- Requirement -
In the entries below, copy every line from the line with "point_to(query) puts a dot on the shrub" to the line with "column 939, row 73", including both of those lines, without changing a single character.

- Supplied entries -
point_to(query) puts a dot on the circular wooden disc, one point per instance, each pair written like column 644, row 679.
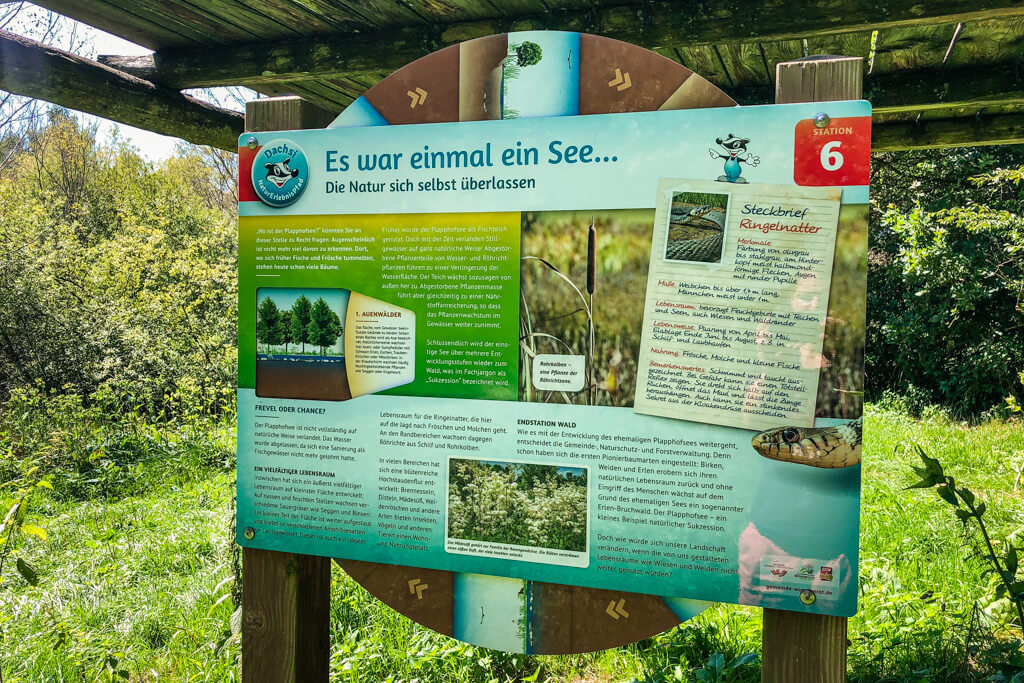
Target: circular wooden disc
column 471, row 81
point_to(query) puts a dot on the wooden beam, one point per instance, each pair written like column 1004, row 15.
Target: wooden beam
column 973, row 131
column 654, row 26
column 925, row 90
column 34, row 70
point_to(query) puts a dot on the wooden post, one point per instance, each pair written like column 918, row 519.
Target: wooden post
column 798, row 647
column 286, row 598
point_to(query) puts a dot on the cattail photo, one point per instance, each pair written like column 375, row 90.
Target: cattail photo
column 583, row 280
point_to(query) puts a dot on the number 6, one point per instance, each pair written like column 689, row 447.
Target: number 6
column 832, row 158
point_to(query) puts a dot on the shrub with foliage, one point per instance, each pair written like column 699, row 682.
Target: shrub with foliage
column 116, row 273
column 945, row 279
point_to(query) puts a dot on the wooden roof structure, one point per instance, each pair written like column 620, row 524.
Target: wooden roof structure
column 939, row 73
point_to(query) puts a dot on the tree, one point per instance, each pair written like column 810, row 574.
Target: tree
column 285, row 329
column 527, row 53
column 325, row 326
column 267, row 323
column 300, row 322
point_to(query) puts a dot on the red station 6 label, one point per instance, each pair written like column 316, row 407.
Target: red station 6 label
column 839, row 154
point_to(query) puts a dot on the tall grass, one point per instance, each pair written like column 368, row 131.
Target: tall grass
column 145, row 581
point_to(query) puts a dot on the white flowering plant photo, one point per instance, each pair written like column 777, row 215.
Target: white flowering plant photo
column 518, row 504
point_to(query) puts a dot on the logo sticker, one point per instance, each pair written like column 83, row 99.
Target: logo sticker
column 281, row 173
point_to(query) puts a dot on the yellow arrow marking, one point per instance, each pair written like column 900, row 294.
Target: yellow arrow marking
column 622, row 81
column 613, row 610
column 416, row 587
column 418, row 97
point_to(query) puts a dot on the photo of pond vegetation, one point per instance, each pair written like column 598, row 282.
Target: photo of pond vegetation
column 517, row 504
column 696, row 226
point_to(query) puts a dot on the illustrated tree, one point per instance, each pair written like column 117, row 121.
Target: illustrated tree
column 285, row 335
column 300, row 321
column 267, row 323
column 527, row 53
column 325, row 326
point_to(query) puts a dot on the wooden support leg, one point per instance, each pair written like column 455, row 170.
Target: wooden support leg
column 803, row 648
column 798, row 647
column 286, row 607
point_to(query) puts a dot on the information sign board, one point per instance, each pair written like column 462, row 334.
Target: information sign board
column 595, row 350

* * *

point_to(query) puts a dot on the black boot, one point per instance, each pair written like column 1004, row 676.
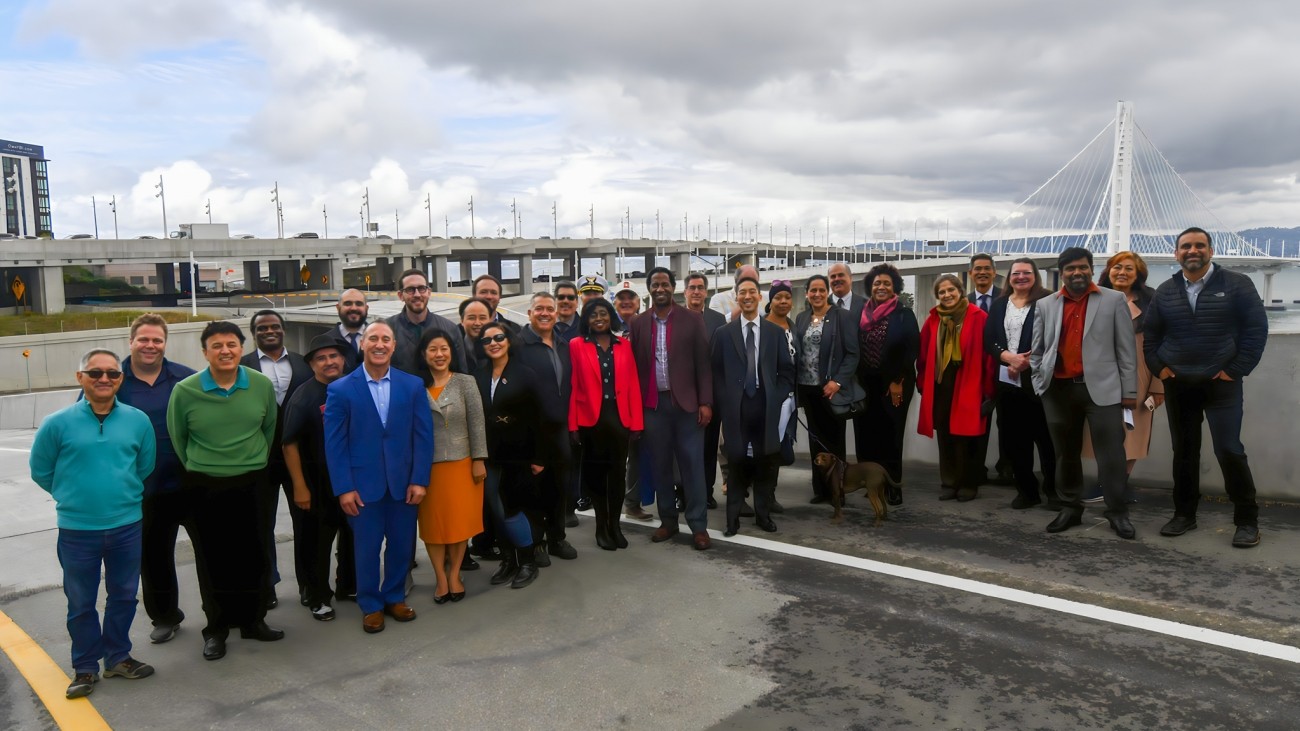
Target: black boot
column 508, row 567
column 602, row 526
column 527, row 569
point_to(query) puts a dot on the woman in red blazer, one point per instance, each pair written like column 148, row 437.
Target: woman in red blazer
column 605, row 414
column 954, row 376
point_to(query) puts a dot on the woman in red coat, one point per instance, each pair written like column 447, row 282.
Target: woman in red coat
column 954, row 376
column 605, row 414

- The response -
point_to(query) puts a dot on the shrub with foliage, one point per instance, each pair written like column 699, row 682.
Target: shrub with foliage
column 116, row 273
column 945, row 279
point_to(query) puts a dot on the wooden roof structure, one point per instance, each pair written like column 620, row 524.
Target: wooden roof structure
column 939, row 73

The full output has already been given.